- TASK BRIEF -
All of the lines below are to be printed again exactly; images are excluded from the output.

- DATA PROVIDED -
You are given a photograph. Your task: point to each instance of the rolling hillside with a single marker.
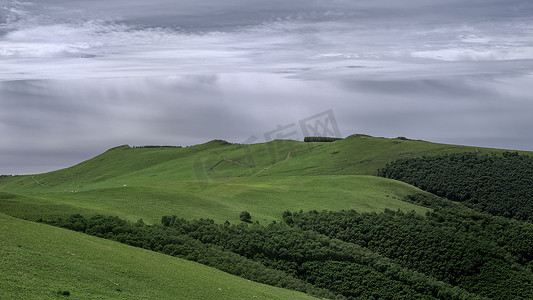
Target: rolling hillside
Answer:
(39, 261)
(218, 180)
(215, 180)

- RESULT BELOW -
You are given a photograph. Your task: point to each instance of the rolling hillside with a single marker.
Target: rolling hillside
Answer:
(39, 261)
(218, 180)
(215, 180)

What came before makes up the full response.